**TASK PROMPT**
Return each line of the records below that contains the string "baseball", copied in full. Matching is case-sensitive.
--- start ENTRIES SUPPLIED ---
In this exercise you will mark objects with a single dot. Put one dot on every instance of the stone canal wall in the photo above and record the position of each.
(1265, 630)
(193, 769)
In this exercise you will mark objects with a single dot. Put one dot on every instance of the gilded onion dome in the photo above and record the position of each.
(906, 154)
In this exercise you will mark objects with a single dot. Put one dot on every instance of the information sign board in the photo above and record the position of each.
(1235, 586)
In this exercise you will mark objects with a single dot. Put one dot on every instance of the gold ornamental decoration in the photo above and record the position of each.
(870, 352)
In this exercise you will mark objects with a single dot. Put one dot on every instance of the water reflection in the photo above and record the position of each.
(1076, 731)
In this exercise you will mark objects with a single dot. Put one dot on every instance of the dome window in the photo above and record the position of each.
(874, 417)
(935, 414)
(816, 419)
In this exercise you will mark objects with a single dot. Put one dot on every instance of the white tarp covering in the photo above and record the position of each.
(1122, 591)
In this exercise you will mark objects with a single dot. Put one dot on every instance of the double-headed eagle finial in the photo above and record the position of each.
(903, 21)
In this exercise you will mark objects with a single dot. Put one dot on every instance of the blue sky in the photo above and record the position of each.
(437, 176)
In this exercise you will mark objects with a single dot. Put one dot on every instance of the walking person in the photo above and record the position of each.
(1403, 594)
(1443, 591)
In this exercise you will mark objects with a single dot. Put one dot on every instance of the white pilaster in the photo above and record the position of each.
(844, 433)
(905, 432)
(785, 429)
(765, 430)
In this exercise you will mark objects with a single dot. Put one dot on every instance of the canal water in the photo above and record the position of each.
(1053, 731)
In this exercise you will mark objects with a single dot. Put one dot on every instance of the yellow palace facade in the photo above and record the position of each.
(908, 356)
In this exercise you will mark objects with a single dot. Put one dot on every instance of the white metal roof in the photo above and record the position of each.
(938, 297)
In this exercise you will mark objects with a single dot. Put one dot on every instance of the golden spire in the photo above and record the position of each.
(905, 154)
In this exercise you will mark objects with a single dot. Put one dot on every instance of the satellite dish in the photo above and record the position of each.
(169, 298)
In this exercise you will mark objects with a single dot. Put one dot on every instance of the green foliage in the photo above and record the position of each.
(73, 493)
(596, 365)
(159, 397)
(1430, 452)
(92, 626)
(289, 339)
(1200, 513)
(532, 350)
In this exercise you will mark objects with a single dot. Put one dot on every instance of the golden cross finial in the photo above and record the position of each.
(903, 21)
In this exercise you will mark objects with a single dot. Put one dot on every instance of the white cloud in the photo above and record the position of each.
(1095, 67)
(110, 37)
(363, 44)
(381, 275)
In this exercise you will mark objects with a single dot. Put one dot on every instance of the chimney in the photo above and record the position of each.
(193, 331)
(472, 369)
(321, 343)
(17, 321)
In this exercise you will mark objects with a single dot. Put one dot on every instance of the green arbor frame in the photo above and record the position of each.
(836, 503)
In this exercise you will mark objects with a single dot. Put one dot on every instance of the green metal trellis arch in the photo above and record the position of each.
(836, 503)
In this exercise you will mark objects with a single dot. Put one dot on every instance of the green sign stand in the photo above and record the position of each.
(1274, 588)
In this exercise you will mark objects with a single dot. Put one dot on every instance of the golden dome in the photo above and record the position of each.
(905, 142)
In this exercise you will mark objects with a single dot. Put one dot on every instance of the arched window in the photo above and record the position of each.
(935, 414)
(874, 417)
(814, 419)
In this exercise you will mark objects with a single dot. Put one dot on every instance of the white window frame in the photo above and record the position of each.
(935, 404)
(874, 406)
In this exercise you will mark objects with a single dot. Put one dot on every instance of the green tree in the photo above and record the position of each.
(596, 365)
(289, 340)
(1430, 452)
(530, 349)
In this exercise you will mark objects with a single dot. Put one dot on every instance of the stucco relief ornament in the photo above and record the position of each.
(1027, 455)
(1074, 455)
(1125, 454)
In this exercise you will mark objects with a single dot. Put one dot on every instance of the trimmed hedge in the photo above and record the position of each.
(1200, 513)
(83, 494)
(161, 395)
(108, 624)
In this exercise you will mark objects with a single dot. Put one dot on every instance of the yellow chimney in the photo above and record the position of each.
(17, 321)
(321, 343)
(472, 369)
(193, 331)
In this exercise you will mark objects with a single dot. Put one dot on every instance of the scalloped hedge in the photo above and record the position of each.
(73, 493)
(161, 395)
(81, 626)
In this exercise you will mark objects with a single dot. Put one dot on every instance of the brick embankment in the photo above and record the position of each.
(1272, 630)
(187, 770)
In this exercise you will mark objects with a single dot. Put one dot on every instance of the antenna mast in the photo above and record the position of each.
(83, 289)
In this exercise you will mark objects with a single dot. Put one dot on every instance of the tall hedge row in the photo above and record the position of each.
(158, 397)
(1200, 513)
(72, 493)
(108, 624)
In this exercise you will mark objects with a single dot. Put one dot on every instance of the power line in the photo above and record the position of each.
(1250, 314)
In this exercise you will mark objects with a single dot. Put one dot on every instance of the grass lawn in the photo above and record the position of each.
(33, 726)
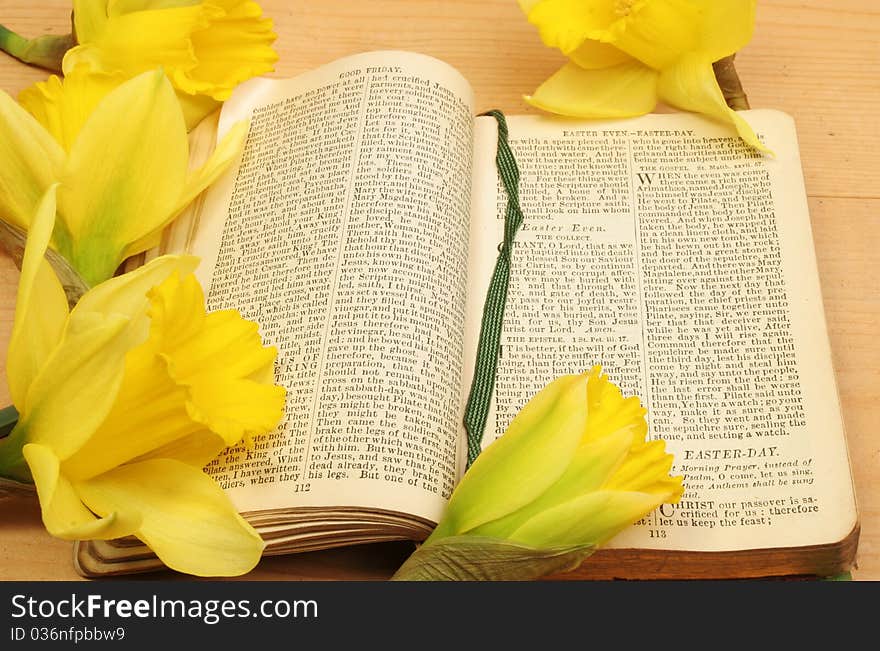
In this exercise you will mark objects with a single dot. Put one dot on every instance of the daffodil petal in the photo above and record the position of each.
(234, 408)
(203, 534)
(624, 90)
(118, 189)
(227, 151)
(89, 19)
(535, 450)
(64, 514)
(198, 180)
(32, 161)
(593, 54)
(122, 7)
(41, 307)
(590, 519)
(196, 449)
(76, 386)
(565, 24)
(64, 107)
(691, 85)
(656, 32)
(196, 108)
(149, 412)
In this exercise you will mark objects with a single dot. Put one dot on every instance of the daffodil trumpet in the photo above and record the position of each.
(119, 154)
(625, 56)
(125, 398)
(572, 470)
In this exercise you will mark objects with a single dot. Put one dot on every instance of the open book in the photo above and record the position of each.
(360, 229)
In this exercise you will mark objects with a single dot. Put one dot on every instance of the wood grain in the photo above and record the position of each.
(815, 59)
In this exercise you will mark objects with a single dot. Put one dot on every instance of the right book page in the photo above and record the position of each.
(680, 260)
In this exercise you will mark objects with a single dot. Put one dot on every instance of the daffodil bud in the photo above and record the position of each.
(626, 55)
(572, 470)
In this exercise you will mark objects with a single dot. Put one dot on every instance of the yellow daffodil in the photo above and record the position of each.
(626, 55)
(207, 48)
(120, 154)
(572, 470)
(124, 399)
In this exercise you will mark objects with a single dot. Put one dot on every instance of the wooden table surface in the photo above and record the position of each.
(818, 60)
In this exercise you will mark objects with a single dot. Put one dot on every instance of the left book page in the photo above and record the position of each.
(343, 231)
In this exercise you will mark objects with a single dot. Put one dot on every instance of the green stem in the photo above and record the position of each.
(12, 462)
(43, 51)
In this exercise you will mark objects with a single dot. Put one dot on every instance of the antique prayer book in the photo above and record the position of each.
(360, 228)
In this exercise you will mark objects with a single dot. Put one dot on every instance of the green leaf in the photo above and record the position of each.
(472, 558)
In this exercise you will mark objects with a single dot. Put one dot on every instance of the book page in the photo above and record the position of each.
(681, 261)
(343, 231)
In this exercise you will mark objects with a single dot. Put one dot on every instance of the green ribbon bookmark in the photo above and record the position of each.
(477, 409)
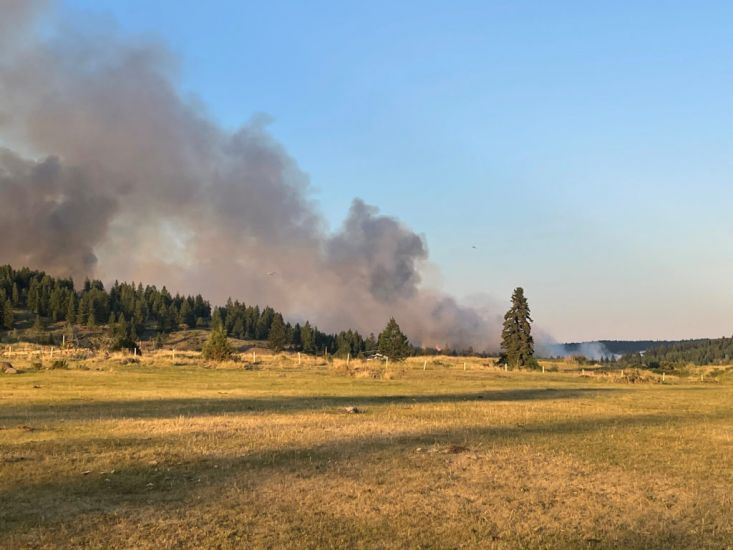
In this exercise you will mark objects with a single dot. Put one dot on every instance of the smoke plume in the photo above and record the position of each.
(108, 172)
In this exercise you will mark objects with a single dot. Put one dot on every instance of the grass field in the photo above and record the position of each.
(155, 455)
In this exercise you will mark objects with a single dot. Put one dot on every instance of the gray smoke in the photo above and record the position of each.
(108, 172)
(590, 350)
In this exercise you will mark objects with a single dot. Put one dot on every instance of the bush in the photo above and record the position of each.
(217, 346)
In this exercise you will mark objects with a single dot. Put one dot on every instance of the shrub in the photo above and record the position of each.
(217, 346)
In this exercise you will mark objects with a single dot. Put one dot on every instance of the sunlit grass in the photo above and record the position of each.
(173, 452)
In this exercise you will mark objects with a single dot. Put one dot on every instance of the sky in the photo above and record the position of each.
(581, 150)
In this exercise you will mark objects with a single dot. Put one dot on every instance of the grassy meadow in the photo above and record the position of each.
(444, 453)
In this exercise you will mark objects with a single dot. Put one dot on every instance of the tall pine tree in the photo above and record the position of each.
(517, 343)
(278, 335)
(393, 343)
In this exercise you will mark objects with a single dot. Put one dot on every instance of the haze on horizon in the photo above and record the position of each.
(580, 151)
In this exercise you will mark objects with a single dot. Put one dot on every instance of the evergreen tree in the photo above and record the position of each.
(517, 344)
(8, 315)
(217, 347)
(278, 336)
(71, 308)
(393, 343)
(307, 338)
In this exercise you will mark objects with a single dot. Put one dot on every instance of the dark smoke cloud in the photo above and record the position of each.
(135, 183)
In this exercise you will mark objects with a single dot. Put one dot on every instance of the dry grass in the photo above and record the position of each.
(168, 453)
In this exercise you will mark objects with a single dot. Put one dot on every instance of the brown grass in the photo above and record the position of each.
(172, 452)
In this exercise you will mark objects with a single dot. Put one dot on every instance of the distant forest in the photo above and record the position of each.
(706, 351)
(132, 312)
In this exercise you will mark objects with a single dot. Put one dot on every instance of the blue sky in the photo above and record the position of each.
(584, 148)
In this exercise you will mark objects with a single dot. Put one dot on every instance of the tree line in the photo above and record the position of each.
(132, 311)
(705, 351)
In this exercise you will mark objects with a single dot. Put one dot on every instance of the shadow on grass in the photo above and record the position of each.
(174, 481)
(203, 406)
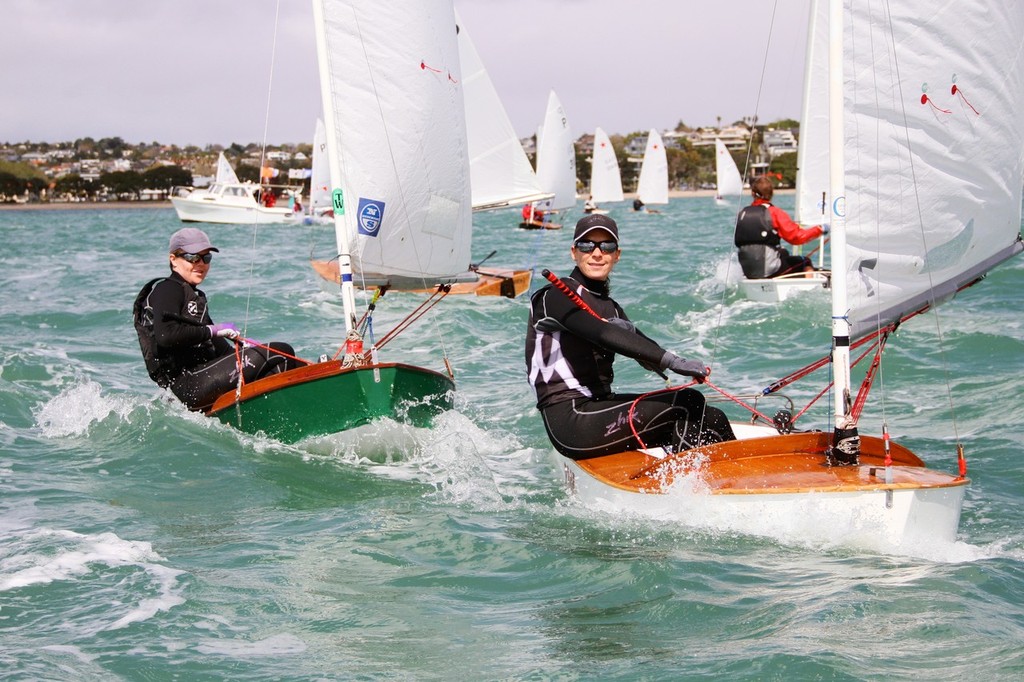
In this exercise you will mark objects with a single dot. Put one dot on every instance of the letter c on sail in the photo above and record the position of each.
(371, 216)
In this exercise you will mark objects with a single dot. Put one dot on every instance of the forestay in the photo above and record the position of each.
(653, 184)
(933, 137)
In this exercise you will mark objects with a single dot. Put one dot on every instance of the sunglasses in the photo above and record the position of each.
(195, 257)
(585, 246)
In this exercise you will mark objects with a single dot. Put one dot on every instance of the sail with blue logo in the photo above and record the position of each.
(396, 130)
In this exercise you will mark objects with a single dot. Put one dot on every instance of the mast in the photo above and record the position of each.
(846, 441)
(340, 230)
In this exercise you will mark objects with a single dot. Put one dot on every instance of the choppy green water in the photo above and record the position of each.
(138, 541)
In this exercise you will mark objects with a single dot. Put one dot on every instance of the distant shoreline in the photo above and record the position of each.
(673, 194)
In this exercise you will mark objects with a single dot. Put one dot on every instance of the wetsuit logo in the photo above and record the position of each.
(371, 216)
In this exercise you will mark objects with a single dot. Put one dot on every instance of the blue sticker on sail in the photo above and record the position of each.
(371, 215)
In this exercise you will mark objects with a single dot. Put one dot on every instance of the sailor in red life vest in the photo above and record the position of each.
(569, 355)
(531, 214)
(760, 229)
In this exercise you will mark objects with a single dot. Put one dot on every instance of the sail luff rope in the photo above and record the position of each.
(924, 237)
(266, 126)
(402, 207)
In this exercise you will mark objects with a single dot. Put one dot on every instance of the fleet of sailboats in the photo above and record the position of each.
(727, 179)
(652, 187)
(924, 199)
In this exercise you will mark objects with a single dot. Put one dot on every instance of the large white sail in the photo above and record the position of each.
(556, 157)
(392, 92)
(934, 139)
(653, 184)
(500, 172)
(605, 180)
(320, 181)
(812, 204)
(225, 174)
(727, 176)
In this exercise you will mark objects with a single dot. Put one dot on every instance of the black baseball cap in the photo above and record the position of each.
(589, 223)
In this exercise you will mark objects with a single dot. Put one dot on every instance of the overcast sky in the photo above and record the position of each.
(199, 72)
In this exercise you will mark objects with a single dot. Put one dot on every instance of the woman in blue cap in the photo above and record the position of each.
(183, 349)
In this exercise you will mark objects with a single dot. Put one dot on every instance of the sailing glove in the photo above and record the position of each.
(686, 368)
(622, 324)
(223, 330)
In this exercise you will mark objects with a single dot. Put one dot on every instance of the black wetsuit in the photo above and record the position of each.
(569, 355)
(195, 365)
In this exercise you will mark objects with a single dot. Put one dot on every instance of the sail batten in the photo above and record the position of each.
(556, 157)
(933, 134)
(500, 171)
(605, 179)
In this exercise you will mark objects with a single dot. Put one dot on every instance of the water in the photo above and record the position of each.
(138, 541)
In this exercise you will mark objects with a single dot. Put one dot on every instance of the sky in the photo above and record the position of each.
(217, 72)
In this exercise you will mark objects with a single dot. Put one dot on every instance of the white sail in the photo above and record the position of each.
(812, 204)
(556, 157)
(320, 180)
(605, 180)
(500, 172)
(225, 174)
(653, 184)
(934, 135)
(392, 93)
(727, 177)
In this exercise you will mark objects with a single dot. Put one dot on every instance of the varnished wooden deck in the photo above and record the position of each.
(778, 464)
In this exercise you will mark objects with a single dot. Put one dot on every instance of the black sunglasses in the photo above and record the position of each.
(586, 246)
(195, 257)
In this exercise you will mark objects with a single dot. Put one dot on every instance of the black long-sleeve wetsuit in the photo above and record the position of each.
(195, 365)
(569, 355)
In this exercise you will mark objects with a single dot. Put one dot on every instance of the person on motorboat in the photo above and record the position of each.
(569, 356)
(183, 349)
(760, 230)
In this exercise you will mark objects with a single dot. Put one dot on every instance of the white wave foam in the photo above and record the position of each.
(75, 409)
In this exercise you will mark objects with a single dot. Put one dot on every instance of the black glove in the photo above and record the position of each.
(622, 324)
(686, 368)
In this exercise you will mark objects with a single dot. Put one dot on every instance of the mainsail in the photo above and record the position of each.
(653, 184)
(500, 172)
(320, 182)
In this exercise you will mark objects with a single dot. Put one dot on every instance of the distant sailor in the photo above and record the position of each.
(569, 355)
(183, 349)
(760, 229)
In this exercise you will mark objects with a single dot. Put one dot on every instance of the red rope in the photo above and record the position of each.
(925, 99)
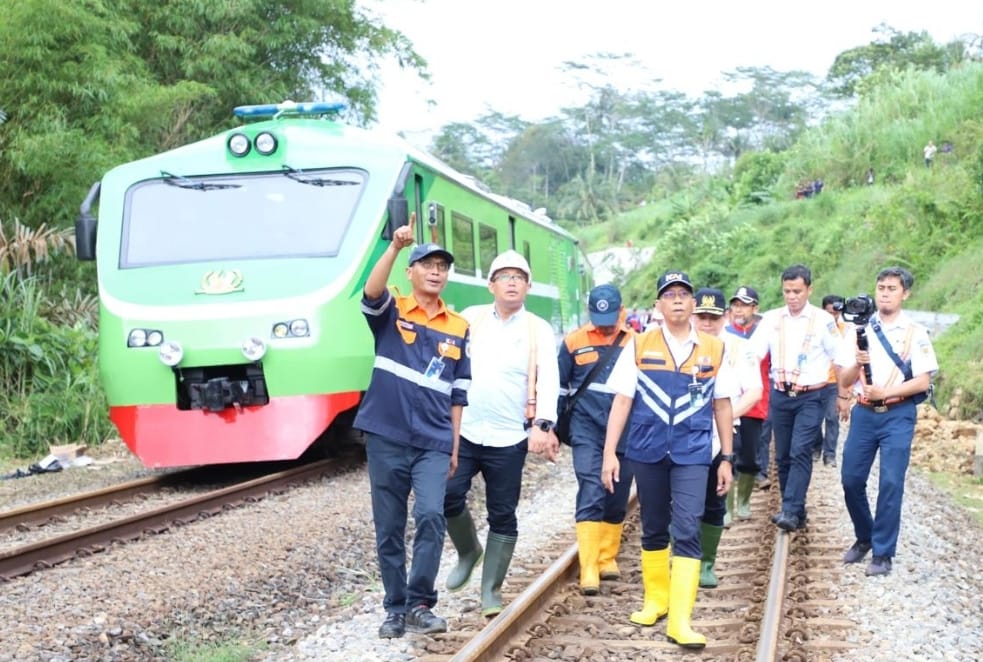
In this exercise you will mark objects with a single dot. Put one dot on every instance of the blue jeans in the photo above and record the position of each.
(764, 448)
(870, 432)
(826, 438)
(394, 469)
(594, 503)
(795, 422)
(671, 494)
(502, 470)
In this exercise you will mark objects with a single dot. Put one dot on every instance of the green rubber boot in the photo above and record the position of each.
(460, 529)
(709, 540)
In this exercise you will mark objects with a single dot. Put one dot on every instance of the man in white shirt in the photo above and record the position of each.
(514, 389)
(901, 361)
(802, 339)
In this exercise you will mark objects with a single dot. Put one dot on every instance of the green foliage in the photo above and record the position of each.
(49, 384)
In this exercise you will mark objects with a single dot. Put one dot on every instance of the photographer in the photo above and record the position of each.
(889, 367)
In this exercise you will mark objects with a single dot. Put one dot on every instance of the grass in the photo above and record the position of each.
(967, 491)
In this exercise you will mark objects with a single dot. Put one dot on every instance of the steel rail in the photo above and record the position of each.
(24, 560)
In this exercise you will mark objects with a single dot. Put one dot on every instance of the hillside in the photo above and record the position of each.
(745, 225)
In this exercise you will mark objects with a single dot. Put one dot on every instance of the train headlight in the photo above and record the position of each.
(171, 353)
(265, 143)
(253, 349)
(137, 338)
(239, 144)
(299, 328)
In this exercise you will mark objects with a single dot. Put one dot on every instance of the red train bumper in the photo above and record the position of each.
(164, 436)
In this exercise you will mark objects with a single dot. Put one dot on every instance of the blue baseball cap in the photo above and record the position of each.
(426, 250)
(604, 305)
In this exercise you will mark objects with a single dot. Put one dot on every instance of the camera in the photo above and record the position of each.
(858, 310)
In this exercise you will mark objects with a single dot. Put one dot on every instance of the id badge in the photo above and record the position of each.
(435, 369)
(696, 395)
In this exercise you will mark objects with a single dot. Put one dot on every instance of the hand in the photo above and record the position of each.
(724, 478)
(610, 471)
(405, 236)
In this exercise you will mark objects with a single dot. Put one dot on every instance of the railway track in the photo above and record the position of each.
(41, 554)
(777, 599)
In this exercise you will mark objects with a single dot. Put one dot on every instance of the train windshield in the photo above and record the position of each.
(181, 218)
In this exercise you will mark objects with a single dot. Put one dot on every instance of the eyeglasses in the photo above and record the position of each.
(430, 265)
(509, 278)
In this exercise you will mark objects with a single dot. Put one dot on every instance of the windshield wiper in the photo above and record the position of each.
(197, 185)
(299, 175)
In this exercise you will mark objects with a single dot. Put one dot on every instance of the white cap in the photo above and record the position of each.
(510, 260)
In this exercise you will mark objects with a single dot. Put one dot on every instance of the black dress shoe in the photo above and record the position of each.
(857, 552)
(393, 627)
(786, 521)
(422, 620)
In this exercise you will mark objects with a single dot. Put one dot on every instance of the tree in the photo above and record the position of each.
(893, 49)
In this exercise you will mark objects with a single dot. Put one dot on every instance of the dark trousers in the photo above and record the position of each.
(394, 470)
(594, 503)
(746, 445)
(827, 437)
(502, 470)
(764, 447)
(870, 432)
(795, 422)
(716, 504)
(673, 495)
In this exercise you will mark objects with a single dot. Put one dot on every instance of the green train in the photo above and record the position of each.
(230, 274)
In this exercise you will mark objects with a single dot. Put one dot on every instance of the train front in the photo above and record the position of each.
(229, 276)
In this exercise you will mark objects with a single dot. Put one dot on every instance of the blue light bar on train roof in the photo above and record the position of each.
(276, 109)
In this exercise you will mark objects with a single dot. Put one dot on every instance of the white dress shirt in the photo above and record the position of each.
(497, 397)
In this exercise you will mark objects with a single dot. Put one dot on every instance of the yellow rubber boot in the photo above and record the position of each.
(683, 581)
(607, 560)
(588, 548)
(655, 580)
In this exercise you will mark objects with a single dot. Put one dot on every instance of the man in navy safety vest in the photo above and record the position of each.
(902, 362)
(674, 383)
(600, 515)
(411, 414)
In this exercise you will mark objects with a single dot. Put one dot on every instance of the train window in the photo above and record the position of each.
(487, 246)
(462, 229)
(177, 219)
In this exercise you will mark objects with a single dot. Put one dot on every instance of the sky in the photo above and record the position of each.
(508, 55)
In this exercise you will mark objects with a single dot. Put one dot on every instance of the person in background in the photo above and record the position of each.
(513, 396)
(802, 340)
(411, 414)
(902, 361)
(600, 515)
(829, 433)
(744, 319)
(929, 153)
(709, 318)
(674, 384)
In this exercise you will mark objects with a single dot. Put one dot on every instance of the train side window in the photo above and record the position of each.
(462, 229)
(487, 246)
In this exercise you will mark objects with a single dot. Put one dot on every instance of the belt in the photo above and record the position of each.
(881, 407)
(795, 390)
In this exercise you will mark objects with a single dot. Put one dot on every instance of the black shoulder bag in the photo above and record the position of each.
(562, 427)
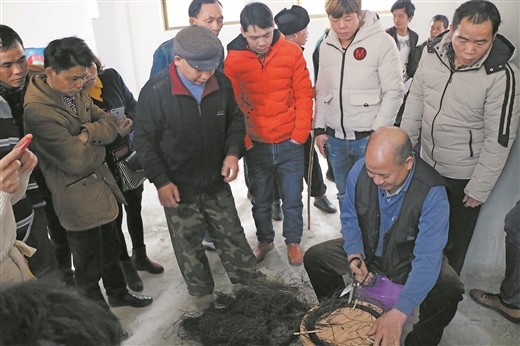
--- end ENTRIES SUPPLIED ---
**COMPLETED TASK**
In this exercise you will mark objects with a single dot. Put one dot on every instance of the black baseball cap in the photo above and record the position of each.
In this exercise you will mark objects with a single dot. Put one dot on every instance of the blue baseball cap in the photo above and record the position of each.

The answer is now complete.